• LISTED RECORDS:

—————

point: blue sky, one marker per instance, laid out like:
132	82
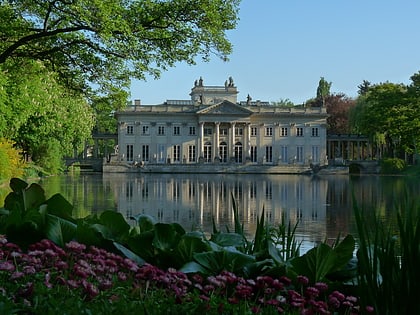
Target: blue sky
281	48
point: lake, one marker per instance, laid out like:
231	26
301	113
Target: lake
321	205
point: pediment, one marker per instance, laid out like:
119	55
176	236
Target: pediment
225	107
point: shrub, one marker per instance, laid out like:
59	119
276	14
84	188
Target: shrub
392	165
11	164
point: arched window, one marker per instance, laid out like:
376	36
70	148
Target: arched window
207	152
238	152
223	152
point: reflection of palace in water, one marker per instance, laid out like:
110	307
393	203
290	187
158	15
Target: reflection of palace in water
193	200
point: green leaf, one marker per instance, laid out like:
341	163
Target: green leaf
167	236
60	207
227	259
59	230
228	239
117	226
129	254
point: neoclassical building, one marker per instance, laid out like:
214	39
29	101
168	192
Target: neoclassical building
212	127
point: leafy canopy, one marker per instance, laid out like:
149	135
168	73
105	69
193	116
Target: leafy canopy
107	42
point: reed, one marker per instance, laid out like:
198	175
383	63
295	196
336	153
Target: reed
389	258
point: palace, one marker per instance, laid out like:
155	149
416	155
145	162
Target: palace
212	129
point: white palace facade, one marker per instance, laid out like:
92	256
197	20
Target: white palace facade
213	129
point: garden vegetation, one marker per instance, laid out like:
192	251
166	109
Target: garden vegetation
50	261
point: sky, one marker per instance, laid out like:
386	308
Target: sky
281	49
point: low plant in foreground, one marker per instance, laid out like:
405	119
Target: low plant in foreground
48	279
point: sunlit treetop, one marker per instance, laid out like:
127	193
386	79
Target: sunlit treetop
106	42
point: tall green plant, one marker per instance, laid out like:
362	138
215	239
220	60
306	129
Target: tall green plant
388	258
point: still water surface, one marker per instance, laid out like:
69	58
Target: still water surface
323	206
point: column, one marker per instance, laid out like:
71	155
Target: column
216	146
201	135
232	141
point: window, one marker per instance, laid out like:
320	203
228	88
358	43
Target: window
238	152
269	154
239	132
161	153
299	154
299	132
254	131
208	131
145	152
283	154
161	130
315	154
177	153
207	152
283	132
130	149
253	154
192	131
191	153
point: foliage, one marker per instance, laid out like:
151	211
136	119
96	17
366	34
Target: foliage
77	279
45	120
323	90
390	113
104	43
11	163
338	107
388	260
392	166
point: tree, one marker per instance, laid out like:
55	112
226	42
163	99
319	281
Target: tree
323	90
105	43
338	107
363	87
390	114
43	118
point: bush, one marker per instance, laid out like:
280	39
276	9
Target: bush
392	166
11	164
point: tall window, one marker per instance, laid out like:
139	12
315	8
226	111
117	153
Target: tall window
161	153
191	153
223	152
283	132
283	153
315	154
299	154
269	154
130	150
207	152
161	130
238	132
299	132
145	152
253	154
238	152
176	153
254	131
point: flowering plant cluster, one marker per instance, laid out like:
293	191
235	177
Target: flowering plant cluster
79	279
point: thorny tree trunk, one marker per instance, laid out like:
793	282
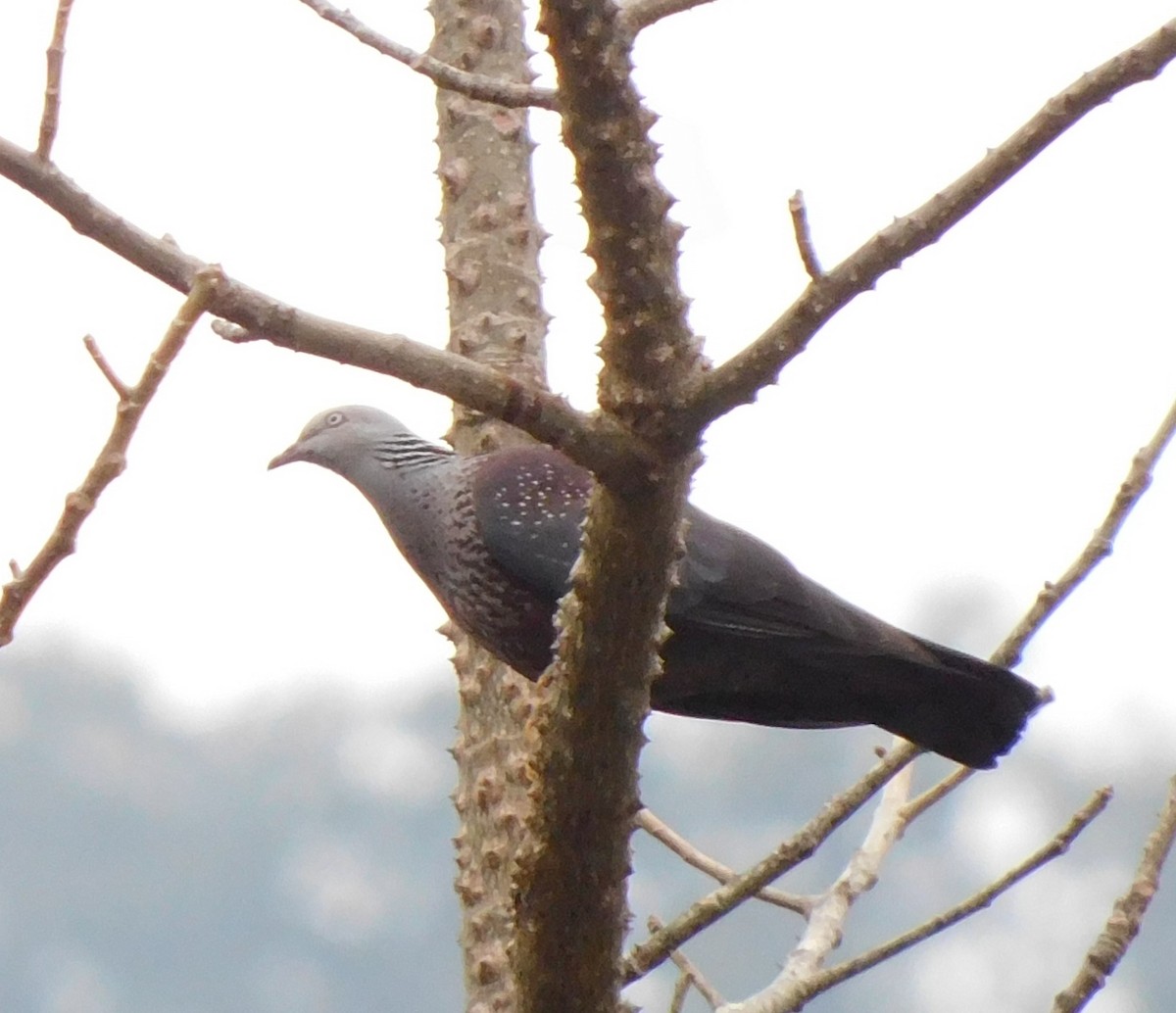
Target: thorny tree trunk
492	242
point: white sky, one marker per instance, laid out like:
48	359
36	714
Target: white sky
964	427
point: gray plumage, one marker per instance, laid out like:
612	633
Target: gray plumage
494	537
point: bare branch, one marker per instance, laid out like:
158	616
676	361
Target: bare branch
638	14
681	989
107	370
827	924
474	86
1126	917
704	913
111	459
824	981
54	59
804	236
599	443
1098	549
689	971
736	381
662	831
571	906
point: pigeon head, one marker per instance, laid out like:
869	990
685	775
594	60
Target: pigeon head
344	439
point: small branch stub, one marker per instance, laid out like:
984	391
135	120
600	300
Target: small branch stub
799	213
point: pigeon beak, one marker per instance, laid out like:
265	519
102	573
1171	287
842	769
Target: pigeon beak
292	453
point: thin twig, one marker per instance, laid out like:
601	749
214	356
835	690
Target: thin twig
475	86
681	989
54	59
824	981
111	459
705	912
827	923
1098	549
738	380
799	213
638	14
920	804
691	854
1051	597
1126	916
597	442
107	370
689	971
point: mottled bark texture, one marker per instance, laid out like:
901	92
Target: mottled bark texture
492	243
571	888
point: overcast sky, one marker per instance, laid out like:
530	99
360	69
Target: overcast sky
946	446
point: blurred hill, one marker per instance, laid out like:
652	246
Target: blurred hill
298	858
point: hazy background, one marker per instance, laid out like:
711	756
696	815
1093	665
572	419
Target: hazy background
259	819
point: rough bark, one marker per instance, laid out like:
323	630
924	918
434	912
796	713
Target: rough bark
492	241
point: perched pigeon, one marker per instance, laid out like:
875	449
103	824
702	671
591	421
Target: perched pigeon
494	537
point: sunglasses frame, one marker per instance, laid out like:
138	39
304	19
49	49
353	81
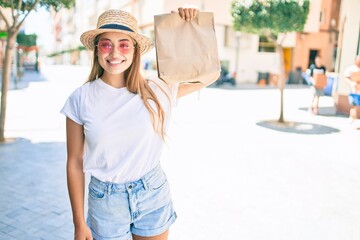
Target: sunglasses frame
117	47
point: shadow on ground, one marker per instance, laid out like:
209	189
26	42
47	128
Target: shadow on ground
297	127
327	112
34	202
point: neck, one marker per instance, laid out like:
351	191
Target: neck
114	80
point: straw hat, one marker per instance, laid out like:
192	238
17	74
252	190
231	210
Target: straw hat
117	21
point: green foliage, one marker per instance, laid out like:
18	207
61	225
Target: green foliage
27	4
55	54
26	40
269	17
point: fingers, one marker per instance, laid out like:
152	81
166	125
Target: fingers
188	14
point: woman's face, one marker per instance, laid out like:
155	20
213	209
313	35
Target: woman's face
115	52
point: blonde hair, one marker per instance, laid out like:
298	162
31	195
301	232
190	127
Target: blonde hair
135	83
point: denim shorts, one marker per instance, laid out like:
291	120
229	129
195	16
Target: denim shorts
143	207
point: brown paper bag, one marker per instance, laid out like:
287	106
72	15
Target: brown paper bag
186	51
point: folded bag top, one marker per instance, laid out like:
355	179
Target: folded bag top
186	51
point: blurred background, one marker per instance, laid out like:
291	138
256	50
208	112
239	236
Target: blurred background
331	31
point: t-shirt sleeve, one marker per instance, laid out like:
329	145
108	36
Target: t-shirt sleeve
72	107
163	89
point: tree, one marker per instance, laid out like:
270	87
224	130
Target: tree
19	12
269	18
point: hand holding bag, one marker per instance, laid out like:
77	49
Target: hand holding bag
186	51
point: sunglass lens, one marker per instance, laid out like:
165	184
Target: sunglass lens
105	46
124	47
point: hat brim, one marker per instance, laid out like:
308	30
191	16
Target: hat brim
145	44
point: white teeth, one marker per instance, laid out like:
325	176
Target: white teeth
115	62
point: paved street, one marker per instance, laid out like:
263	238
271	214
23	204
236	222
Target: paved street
234	172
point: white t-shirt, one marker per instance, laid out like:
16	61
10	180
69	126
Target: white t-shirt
121	144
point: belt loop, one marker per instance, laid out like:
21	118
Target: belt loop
109	187
143	180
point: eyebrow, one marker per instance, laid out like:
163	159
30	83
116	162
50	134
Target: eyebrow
120	40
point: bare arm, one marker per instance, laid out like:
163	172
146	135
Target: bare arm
75	177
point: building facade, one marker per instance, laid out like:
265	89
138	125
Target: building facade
246	56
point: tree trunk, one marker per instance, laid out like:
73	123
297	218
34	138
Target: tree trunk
10	44
282	80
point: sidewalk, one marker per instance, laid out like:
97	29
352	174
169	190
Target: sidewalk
233	173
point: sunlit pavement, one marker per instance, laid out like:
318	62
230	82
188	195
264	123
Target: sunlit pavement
234	172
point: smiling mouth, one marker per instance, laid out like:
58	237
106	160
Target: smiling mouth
117	62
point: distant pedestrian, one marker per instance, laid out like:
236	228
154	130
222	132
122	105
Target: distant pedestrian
318	80
352	77
116	125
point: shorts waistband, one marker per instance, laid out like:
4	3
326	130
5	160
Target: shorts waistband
122	187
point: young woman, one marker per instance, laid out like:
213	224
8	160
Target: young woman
116	124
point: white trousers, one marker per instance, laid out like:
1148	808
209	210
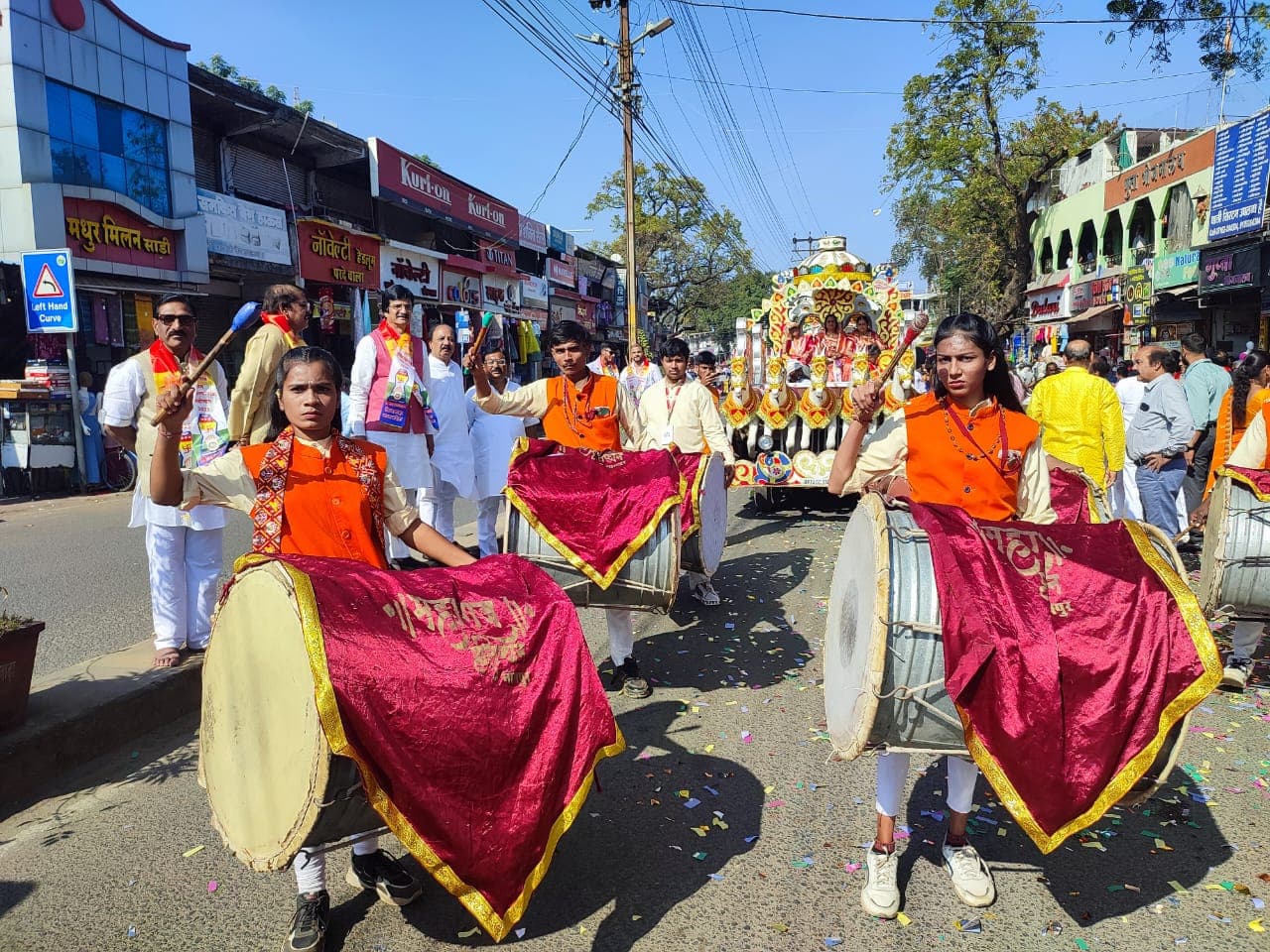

—————

• WHAT IS REQUIRED: Exclude the images and output the lines above exactly.

• RESULT FOR THIS TASK:
point: blue sky, one marker per instance, laid out like:
132	82
Target: blue sky
281	48
point: lake, one marker per instance, laid out like:
231	26
301	113
Target: lake
321	205
point: pediment, one marker per instance, laid out like:
119	55
176	236
Target: pediment
225	107
point: shrub, one marker per instance, laid out like:
59	119
276	14
84	188
Target: shrub
392	165
11	164
point: arched window, one marker per instance, laid out like:
376	36
70	148
Target: arched window
207	152
238	152
223	152
point: reflection of palace in water, one marker per instance, laid out like:
110	307
393	203
290	187
158	15
Target: reflection of palace in water
193	200
point: green leaf, one marker per instance, laid out like:
341	163
Target: green leaf
167	236
60	207
227	259
59	230
228	239
117	226
129	254
point: neoclassical building, one marker per instance, laid out like:
214	39
29	101
168	192
Target: neoclassical building
212	127
point: leafy canopy, one marker per instance, laid out like:
149	135
168	73
105	69
193	116
Target: leafy canopy
107	42
point: reed, one marker per instance, laid out like:
198	175
383	63
295	196
336	153
Target: reed
389	258
point: palace, one marker per instance, laid out like:
155	149
416	155
145	162
Target: palace
212	129
point: white palace facade, one marker per instance, laid out like:
92	256
197	20
Target: white palace facade
213	129
point: garden vegetation, one marker per instance, laid out like:
192	251
166	109
Target: garden vegetation
50	261
point: sky, one marker per instance, laid out like:
386	308
Target: sky
281	49
point: low plant in foreground, one marker per instance, laid out like:
405	119
Target: low plant in foreground
48	279
point: sunlit treetop, one marker per instance, laid out like:
127	193
386	79
Target: sunlit treetop
106	42
point: tall green plant, one marker per instance, laid out like:
362	138
215	239
220	60
306	129
Target: tall green plant
388	258
point: still water surface, one marker per instance, laid out like:
69	58
Target: still water surface
323	206
point: column, one marker per instance, laid out like:
71	155
Target: column
216	146
201	135
232	141
point: window, one marker per instance, laid out like:
320	203
228	88
358	43
Target: window
238	152
269	154
239	132
161	153
299	154
299	132
254	131
208	131
145	152
283	154
161	130
315	154
177	153
207	152
283	132
130	149
253	154
192	131
191	153
point: foliage, one marker per instance, laid out like:
151	211
136	119
96	17
366	34
Target: foliage
77	279
45	120
323	90
390	113
104	43
11	163
338	107
388	260
392	166
point: tree, one marker per instance, laid out like:
55	112
226	42
163	99
319	281
Target: tree
323	90
105	43
338	107
363	87
390	114
43	118
point: bush, one marker per instance, laid out like:
280	39
276	9
Target: bush
392	166
11	164
point: tall window, one marker per instance, laid out like:
139	12
315	8
226	111
117	153
Target: tall window
161	153
191	153
223	152
283	132
283	153
315	154
299	154
269	154
130	150
207	152
161	130
238	132
299	132
145	152
253	154
238	152
176	153
254	131
point: flowering plant cluster, one marker per instance, laid out like:
293	191
235	177
Target: flowering plant cluster
79	279
point: thorny tree trunk, one marker per instance, laid out like:
793	282
Target: thorny tree trunk
492	242
point: white sky, one marker per instance, laid out like:
48	359
36	714
Target: white sky
964	427
point: gray plumage, one marker per instance, laid out like:
612	633
Target: gray plumage
494	537
point: bare branch, one marker per instance, laid out like:
158	616
676	361
Target: bare branch
638	14
681	989
107	370
827	924
474	86
1126	917
704	913
111	459
824	981
54	59
804	236
599	443
1098	549
689	971
736	381
662	831
571	906
point: pigeon head, one marker per instance, laid out like:
869	990
685	775
594	60
Target: pigeon head
344	439
point: small branch stub, one marker per instance, laid out like:
984	391
135	120
600	300
Target: small branch stub
799	213
point: pigeon beak, one marker per instance, laid out like:
265	519
102	573
1171	287
842	769
Target: pigeon beak
292	453
point: thin twig, one marker per instance, laid out like:
601	749
214	356
835	690
Target: thin twig
475	86
681	989
54	59
824	981
111	459
705	912
827	923
1098	549
738	380
799	213
638	14
920	804
691	854
1051	597
1126	916
597	442
107	370
689	971
point: mottled bark texture, one marker per instance, laid out like:
901	92
Target: mottled bark texture
492	243
571	888
point: overcast sky, one marker per instance, laid out like:
530	99
360	69
Target: overcast sky
946	446
point: blurred hill, one marker per instance, laid out like:
652	246
Target: blurred hill
298	858
point: hazy background, one marker per instance, laid out like:
711	756
696	815
1093	665
572	419
Target: hazy background
259	819
point: rough bark, one marker per instance, laid out like:
323	630
924	918
434	912
796	713
Target: rough bark
492	241
point: perched pigeon, one marker per instance, laid out like:
875	449
103	824
702	671
591	421
Target: perched pigeon
494	537
point: sunglasses frame, one marker per instance, laid out like:
138	39
304	19
49	49
353	81
Target: sunglasses frame
117	47
point: shadow on ground, one marker per instance, laid out like:
209	189
26	42
47	128
Target: shadow on ground
297	127
327	112
34	202
point: neck, one marker per instance, laid out like:
351	191
Target: neck
114	80
point: straw hat, one marker per instance, laid out like:
192	238
17	74
252	190
231	210
Target: straw hat
117	21
point: green foliage, one marker per instance, laid out like:
18	207
61	225
Target: green foliage
27	4
55	54
26	40
269	17
point: fingers, one marker per instance, laid out like:
152	81
166	125
Target: fingers
188	14
point: woman's face, one marker per instance, laid out like:
155	20
213	209
313	35
Target: woman's face
115	52
point: blonde hair, one marker per instance, laid out like:
298	162
31	195
301	232
190	127
Target: blonde hair
135	83
point: denim shorts, one marker per instance, laid out like:
291	120
229	129
195	16
Target: denim shorts
143	207
point: brown paper bag, one marker per instance, laid out like:
287	106
72	15
Target: brown paper bag
186	51
point: folded bag top, one marker per instance, laid out like:
355	179
Target: folded bag top
186	51
point: blurred background, one marker per instance, laid out like:
291	138
256	50
208	112
239	236
Target: blurred background
331	31
point: t-shirt sleeve, one marker per instance, laid out like:
329	145
108	36
Target: t-shirt sleeve
72	107
163	89
point: tree, one marker per instance, laid out like:
270	87
224	130
Target: tree
19	12
269	18
point: hand holding bag, one marker per instance, laid out like:
77	49
Target: hand holding bag
186	51
point: sunglass lens, one marker per instance, laid out like:
165	184
Target: sunglass lens
105	46
124	47
point: hat brim, one marker per instance, laid out like:
308	30
191	16
Target: hat brim
145	44
point: white teeth, one marker per instance, laid out like:
325	176
Target: white teeth
115	62
point: paved street, one marker per instance, laid out like:
263	238
271	214
23	204
236	222
Target: paved street
234	172
point: white t-shirt, one marker per instance, laid out like:
16	61
10	180
69	126
Target: white t-shirt
121	144
point: belt loop, one marker per instance, laid out like:
21	118
Target: belt loop
109	187
143	180
point: eyebrow, one marker per instance, laid out like:
163	159
30	83
116	162
50	134
Target: eyebrow
120	40
point: bare arm, one marker per instance, laid out like:
163	172
146	135
Target: bare arm
75	177
point: building facade, one marker per instance, laid out like:
265	89
138	125
Target: building facade
246	56
point: tree trunk, one marker per instance, laid out like:
73	123
297	218
34	138
Target: tree trunk
10	44
282	80
point: sidewalk, one marker per instance, laid out like:
97	29
352	174
169	190
Target: sidewalk
233	173
point: sunlit pavement, one marker per instance, laid out like:
318	62
230	82
188	195
264	123
Target: sunlit pavement
234	172
point: smiling mouth, one marker per instance, laid out like:
58	237
106	160
Target: smiling mouth
117	62
point: distant pedestrian, one marker per instance, laid out like:
236	228
154	130
222	132
122	105
Target: distant pedestrian
318	80
352	77
116	125
point: shorts waistband, one marker per instance, laid out like:
4	3
326	130
5	160
Target: shorts waistband
122	187
point: young woman, one marker per instance, laid out like:
213	224
8	160
Target: young woman
116	124
point: white trousers, one marker per instance, laid out like:
1148	808
209	210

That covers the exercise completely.